Entries for pointing and labeling:
------------------------------------

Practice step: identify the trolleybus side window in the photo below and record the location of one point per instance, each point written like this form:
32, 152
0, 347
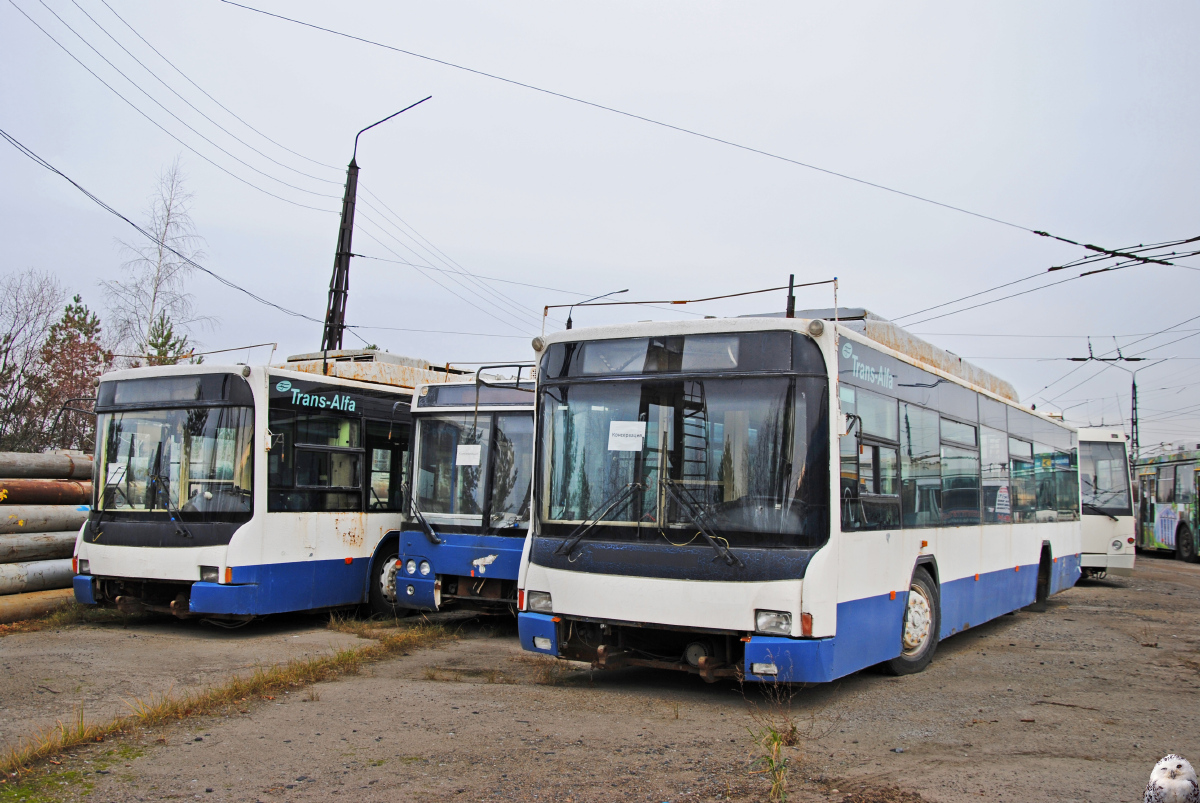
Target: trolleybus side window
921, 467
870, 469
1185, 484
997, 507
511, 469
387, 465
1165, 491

------------------------------------

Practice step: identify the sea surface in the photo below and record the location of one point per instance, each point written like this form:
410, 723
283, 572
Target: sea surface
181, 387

------------------------------------

Please gather every line of the listing above that contains the string "like", matching case exactly.

** SOLUTION TO THIS EXERCISE **
Practice step: identify the trolleybus side window in the photo below and record the location of one point per instance, each point written like this form:
Practice step: identify the sea surface in the photo below and record the location of one point per instance, each point written like this form:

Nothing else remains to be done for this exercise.